TEXT EXTRACT =>
╔══

# Bike/Frame builder for 400+ lb. rider



## BigDave1 (Apr 16, 2004)

I have a friend who is a HyperClyde who's interested in getting into biking as part of his weight loss program. Any bike or frame builder recommendations? Most likely this would have to be a comfort type bike for now as the rider has a history of severe back troubles.


----------



## Acme54321 (Oct 8, 2003)

How much is he willing to spend?

You can get a Kona Coiler for around $1600. 5 inches front and back and the same frame as a Stinky, with 3 rings up front. Should be pretty comfortable and the frame is pretty burly since it's freeride, but then again 400+ is a whole lot.


----------



## FireBallKY (Apr 15, 2004)

What type of riding is he wanting to start out doing? Commuter type, straight to the trails or both? Is he wanting a hardtail or a full suspension? With the back problems, I would assume a FS. Have him email me and I'll discuss some things with him. I know his situation ALL TOO WELL!!! [email protected]


----------



## bigDave (Jan 27, 2004)

*Nice Username ...*

Hey there BigDave1 ... I'm bigDave. I don't really have much advise for you. I just wanted to let you know I was the one who made you put a "1" at the end of your username. I recently shopped for a new bike, but I am only 230 lbs. (only in the Clydesdale forum can you say that!). Check out the Haro bikes, they seemed tough. I ended up with a Jamis XLT 2.0. Later.


----------



## BigDave1 (Apr 16, 2004)

Ha!!! Nice to meet you!!! How does that Jamis work for you? How tall are you and what size frame did you get? (yeah, I just drifted my own thread, but its my thread so I'm taking a bit of liberty)

My friend will likely be relegated to the local streets and paved paths, I'd say trails are a long, long way off. I think his riding position would be the most curcial aspect due to his back.


----------



## bigDave (Jan 27, 2004)

BigDave1 said:


> Ha!!! Nice to meet you!!! How does that Jamis work for you? How tall are you and what size frame did you get? (yeah, I just drifted my own thread, but its my thread so I'm taking a bit of liberty)
> 
> My friend will likely be relegated to the local streets and paved paths, I'd say trails are a long, long way off. I think his riding position would be the most curcial aspect due to his back.

╚══

DATASET CONTENT =>
╔══

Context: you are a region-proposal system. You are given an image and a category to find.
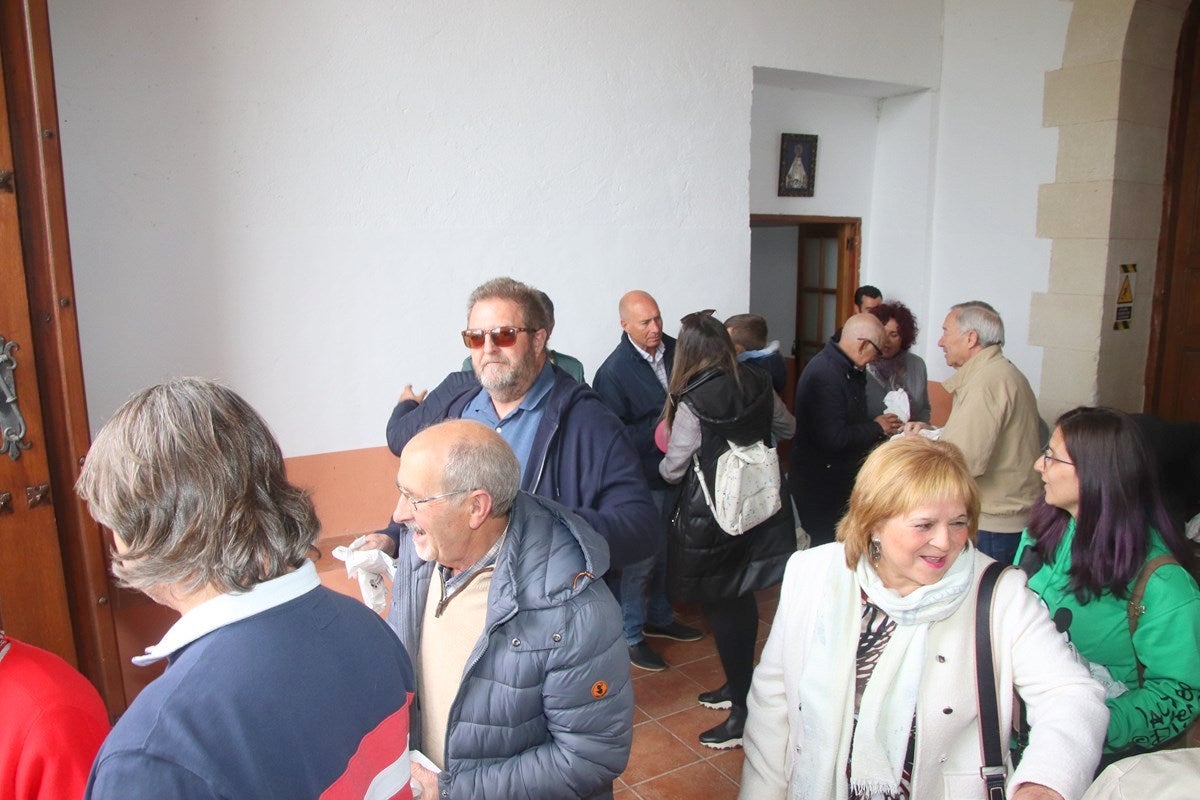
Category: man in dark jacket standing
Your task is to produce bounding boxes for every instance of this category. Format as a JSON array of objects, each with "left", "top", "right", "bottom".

╚══

EXERCISE INSTRUCTIONS =>
A: From the forum thread about a bike for a 400+ lb. rider, extract the passage starting with "What type of" and going on through "XLT 2.0. Later.".
B: Write what comes next in the forum thread about a bike for a 400+ lb. rider, picking up from where it stops.

THE RESULTS =>
A:
What type of riding is he wanting to start out doing? Commuter type, straight to the trails or both? Is he wanting a hardtail or a full suspension? With the back problems, I would assume a FS. Have him email me and I'll discuss some things with him. I know his situation ALL TOO WELL!!! [email protected]


----------



## bigDave (Jan 27, 2004)

*Nice Username ...*

Hey there BigDave1 ... I'm bigDave. I don't really have much advise for you. I just wanted to let you know I was the one who made you put a "1" at the end of your username. I recently shopped for a new bike, but I am only 230 lbs. (only in the Clydesdale forum can you say that!). Check out the Haro bikes, they seemed tough. I ended up with a Jamis XLT 2.0. Later.

B:
Drift on ... like you said it's your thread. I've got the '04 XLT 2.0, and it's working out quite sweet. I'm 6'5" and weigh in at about 230. It took me a few rides to get the Manitou SPV system working for me, but now the bike rides like a charm. I got the 21" frame (XL) and it's much bigger than my previous Schwinn "XL". I'm sitting much more upright, and I'm sure that will a different stem and/or seatpost I could correct that even more. Good luck with you and your buddy. Start him off easy otherwise you'll burn him out before he makes any progress.


----------



## cyclust (Apr 7, 2004)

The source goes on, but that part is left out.